* _REQUEST_
Retype the lines of the records below, starting at the line containing "Where can the recreational" and ending at the line containing "pixel 203 148", both included, with nothing else.
-- start of ENTRIES SHOWN --
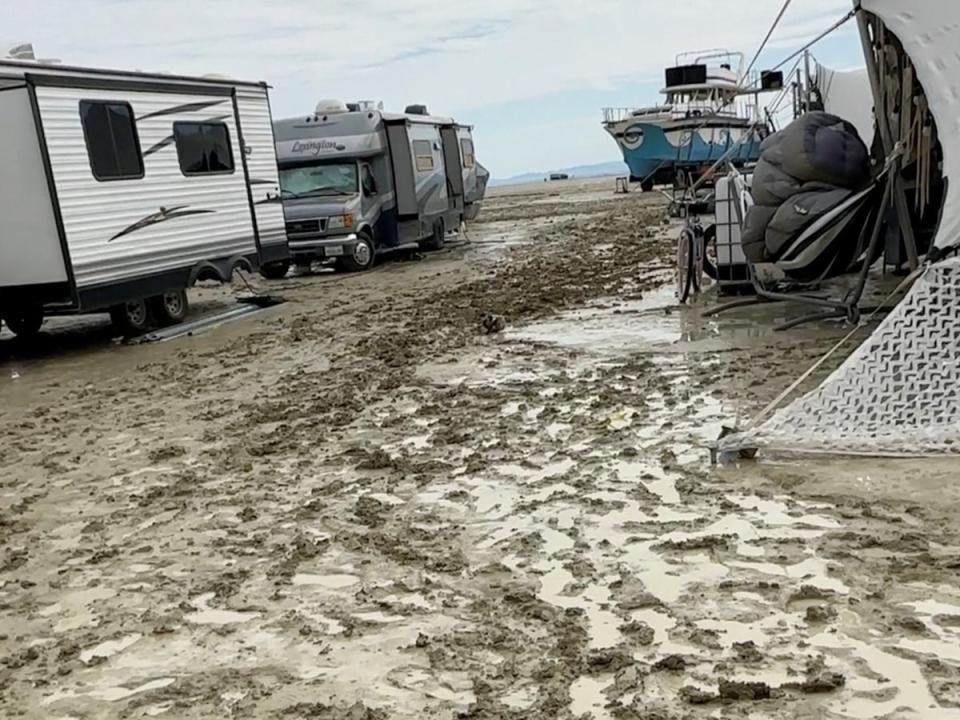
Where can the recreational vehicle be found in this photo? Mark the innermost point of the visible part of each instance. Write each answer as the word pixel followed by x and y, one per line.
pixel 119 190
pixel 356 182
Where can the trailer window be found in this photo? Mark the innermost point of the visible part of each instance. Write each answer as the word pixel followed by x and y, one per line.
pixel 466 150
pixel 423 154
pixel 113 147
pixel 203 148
-- end of ENTRIES SHOWN --
-- start of ENTRIES SHOWN --
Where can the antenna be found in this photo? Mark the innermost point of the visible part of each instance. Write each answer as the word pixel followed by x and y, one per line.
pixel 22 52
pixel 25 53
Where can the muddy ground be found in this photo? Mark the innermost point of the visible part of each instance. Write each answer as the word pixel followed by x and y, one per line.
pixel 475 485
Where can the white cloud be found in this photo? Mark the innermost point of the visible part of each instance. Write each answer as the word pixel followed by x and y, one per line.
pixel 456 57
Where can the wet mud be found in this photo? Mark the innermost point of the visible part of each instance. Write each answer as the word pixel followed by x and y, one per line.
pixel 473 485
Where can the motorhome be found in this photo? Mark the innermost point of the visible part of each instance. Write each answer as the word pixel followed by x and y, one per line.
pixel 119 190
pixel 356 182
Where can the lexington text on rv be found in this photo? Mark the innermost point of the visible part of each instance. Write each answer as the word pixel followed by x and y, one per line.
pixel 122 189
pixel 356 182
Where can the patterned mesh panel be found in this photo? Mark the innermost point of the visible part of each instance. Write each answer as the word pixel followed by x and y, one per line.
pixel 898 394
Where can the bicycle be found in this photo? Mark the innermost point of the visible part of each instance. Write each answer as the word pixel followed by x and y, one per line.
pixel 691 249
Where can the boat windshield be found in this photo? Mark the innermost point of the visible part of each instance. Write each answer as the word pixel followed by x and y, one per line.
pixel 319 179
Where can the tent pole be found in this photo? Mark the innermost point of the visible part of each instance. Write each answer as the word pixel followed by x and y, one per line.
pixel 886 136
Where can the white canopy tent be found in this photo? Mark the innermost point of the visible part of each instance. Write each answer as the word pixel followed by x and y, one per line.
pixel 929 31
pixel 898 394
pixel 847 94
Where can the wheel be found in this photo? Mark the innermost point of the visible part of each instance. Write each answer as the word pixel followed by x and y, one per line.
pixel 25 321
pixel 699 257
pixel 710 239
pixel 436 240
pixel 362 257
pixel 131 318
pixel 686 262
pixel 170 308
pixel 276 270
-- end of ENTRIES SHOWN --
-- start of ENTRIES SHOWN --
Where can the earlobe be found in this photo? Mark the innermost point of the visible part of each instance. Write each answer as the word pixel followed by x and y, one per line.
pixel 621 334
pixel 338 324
-- end of ENTRIES SHOWN --
* _WRITTEN REPLY_
Where can the recreational vehicle be found in this photo? Mark the innermost point of the visible part of each instance. Write each answer as the word pixel followed by x and y, one per line.
pixel 119 190
pixel 356 182
Where can the trailer window be found in this photo? Mark the innermost point of the visible part of each instance. Write each answer as the word pixel followed by x and y, one per line.
pixel 466 150
pixel 423 154
pixel 113 147
pixel 203 148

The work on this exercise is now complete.